> _Exercise requirements_
A) In the heart transplant passage, write out the stretch from "- Recipients spent" through "Bjelkengren and Dardas.".
B) Translate this sentence from the heart transplant passage into Spanish: "The study included 107 patients who underwent heart transplant surgery at Yale New Haven Hospital."
C) Give the next part of the heart transplant passage, picking up after its final sentence.

--- Passage provided Enclosed Below ---

Clinical and financial risks include rising mortality and hospitals going on probation and potentially losing the credential to perform transplants, Krumholz’s group noted.
“Nonetheless, for programs that are willing to expend resources and embark on concerted systematic improvement, heart transplant volumes can be increased,” Bjelkengren and Dardas wrote.
The way to do that, they said, is not to seek more unconventional donors (e.g., hepatitis C-positive donors in remote areas, donation after cardiac death) but rather to accept donors with risk factors previously seen as unfavorable.
“For early adopters, an increase in transplant rates can be expected and maintained with ongoing quality monitoring and measured discourse in the case of adverse events,” the commentators continued. “Quality improvement efforts … have the greatest potential to permanently switch the norms in donor and donor-recipient matching away from inappropriate conservatism and toward increased heart transplant rates.”
The study included 107 patients who underwent heart transplant surgery at Yale New Haven Hospital. Before the institutional changes, the proportion of transplant recipients who were women was 40.8%, and median age was 57. After the changes, the proportion of women fell to 32.8%, with median age staying at 57 years.
Several measures pointed to the greater acceptance of organ offers, the researchers said:
- Overall offer acceptance rate increased (from 6.4% before the changes to 20.5% after, P<0.001)
- Donor hearts with more prior refusals were accepted (from 3.0 refusals to 16.5, P<0.001)
- Donor hearts from older donors were increasingly accepted (from a median age of 30 to 40, P<0.001)
- Recipients spent less time on the waiting list (from a median 242 days to 41 days, P<0.001)
The finding that older hearts were increasingly used for transplant “suggests that previously held concepts about what constitutes a ‘usable donor’ were perhaps inaccurate or inflated based on a binary treatment of risk factors as good or bad, creating a false dichotomy,” commented Bjelkengren and Dardas.

--- End of Enclosed Passage provided ---
--- Records shown Enclosed Below ---

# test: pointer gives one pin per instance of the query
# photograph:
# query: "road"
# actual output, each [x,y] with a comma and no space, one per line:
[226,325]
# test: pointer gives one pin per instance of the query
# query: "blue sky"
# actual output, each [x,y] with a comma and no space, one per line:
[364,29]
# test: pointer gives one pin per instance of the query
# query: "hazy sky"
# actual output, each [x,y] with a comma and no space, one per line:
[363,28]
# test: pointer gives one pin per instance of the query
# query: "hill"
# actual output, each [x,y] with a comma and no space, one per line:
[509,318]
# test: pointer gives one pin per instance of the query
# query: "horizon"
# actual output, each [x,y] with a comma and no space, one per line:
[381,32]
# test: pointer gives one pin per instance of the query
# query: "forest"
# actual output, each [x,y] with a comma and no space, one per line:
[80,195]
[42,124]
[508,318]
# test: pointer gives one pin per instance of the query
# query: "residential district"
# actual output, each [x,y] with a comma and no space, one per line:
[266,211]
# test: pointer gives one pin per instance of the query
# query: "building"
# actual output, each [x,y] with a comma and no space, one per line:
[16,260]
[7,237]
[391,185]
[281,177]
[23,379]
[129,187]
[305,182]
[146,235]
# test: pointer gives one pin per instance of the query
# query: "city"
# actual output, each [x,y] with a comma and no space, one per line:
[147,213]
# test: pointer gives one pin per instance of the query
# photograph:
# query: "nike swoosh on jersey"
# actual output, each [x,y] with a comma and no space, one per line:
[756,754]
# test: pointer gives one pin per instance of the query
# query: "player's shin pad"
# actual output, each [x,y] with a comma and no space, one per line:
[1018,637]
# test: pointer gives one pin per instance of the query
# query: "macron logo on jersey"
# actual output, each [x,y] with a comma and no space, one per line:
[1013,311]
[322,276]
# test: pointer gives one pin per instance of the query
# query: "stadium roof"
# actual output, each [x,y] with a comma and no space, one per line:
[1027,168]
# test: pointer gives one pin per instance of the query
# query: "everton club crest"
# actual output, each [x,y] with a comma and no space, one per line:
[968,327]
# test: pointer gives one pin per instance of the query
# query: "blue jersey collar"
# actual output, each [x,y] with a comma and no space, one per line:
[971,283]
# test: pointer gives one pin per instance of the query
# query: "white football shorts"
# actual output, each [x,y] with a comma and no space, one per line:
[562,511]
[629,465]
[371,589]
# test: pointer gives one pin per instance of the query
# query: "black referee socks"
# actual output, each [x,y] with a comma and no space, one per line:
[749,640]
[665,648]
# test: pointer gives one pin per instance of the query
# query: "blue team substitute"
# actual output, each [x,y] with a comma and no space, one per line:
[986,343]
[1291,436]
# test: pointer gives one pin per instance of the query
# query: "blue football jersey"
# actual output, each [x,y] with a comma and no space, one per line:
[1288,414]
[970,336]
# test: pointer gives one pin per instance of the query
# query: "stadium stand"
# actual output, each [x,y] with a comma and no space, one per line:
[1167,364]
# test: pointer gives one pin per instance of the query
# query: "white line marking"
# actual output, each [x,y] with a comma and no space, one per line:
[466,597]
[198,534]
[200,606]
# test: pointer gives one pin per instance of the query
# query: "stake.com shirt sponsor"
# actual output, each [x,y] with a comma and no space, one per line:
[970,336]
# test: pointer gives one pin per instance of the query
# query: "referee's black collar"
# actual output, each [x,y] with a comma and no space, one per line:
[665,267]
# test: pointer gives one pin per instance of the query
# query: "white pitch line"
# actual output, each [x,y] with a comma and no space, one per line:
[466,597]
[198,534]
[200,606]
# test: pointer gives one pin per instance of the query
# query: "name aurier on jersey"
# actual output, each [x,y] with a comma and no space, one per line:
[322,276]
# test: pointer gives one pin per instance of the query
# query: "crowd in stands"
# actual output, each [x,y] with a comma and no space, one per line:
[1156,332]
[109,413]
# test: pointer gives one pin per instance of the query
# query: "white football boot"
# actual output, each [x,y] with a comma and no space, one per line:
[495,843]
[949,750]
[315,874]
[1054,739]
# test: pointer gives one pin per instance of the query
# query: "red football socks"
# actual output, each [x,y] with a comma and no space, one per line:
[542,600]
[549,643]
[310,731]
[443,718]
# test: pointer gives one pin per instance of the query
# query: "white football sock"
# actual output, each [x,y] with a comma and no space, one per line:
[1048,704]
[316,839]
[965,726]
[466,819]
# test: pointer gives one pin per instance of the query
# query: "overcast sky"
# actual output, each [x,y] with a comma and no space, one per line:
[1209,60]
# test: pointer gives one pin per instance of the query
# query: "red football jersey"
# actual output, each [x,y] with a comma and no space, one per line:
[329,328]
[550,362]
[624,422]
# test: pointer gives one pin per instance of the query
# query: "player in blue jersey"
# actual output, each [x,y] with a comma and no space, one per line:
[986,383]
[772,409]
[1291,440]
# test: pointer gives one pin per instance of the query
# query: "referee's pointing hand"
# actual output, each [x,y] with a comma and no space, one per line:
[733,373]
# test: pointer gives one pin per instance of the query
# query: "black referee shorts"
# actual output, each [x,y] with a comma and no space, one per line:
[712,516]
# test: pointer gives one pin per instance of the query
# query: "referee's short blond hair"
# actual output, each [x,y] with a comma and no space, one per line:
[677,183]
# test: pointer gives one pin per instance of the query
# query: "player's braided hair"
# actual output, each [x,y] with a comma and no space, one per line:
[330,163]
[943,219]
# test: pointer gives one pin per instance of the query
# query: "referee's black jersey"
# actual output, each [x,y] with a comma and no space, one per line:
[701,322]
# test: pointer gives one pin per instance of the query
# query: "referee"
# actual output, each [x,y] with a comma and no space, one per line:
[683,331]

--- End of Enclosed Records shown ---

> _Answers_
A)
- Recipients spent less time on the waiting list (from a median 242 days to 41 days, P<0.001)
The finding that older hearts were increasingly used for transplant “suggests that previously held concepts about what constitutes a ‘usable donor’ were perhaps inaccurate or inflated based on a binary treatment of risk factors as good or bad, creating a false dichotomy,” commented Bjelkengren and Dardas.

B) El estudio incluyó a 107 pacientes que se sometieron a una cirugía de trasplante de corazón en el Yale New Haven Hospital.

C)
Following the institutional changes, more patients were supported on temporary circulatory assist devices preoperatively (24.1% vs 0, P<0.001).
Moreover, there was a greater number of people undergoing left ventricular assist device implant or heart transplant (69 vs 42 patients per year). “The exact cause of this increase is difficult to isolate but likely involves publicity regarding the increase in the propensity for transplants at our center,” the researchers suggested.
Limitations of the study, they said, included the lack of longer-term data on survival and the risk of late consequences such as allograft vasculopathy.
“This is a pre-post cohort study and a causal relationship between the program change and patient characteristics or case volume was not ascertained,” Krumholz and co-authors wrote. “However, the program changes coincided with the expected change in donor heart characteristics and increase in the case volume, suggesting that the observed changes were indeed associated with the program change.”
Last Updated September 18, 2020
Krumholz reported receiving personal fees from UnitedHealth, IBM Watson Health, Element Science, Aetna, Facebook, Siegfried & Jensen Law Firm, Arnold & Porter Law Firm, Martin/Baughman Law Firm, and the National Center for Cardiovascular Diseases, Beijing; being the cofounder of Hugo Health and Refactor Health; working under contract with the Centers for Medicare & Medicaid Services to support quality measurement programs; and receiving grants from Medtronic, the FDA, Johnson & Johnson, and Shenzhen Center for Health Information.
Dardas reported managing his institution’s quality improvement.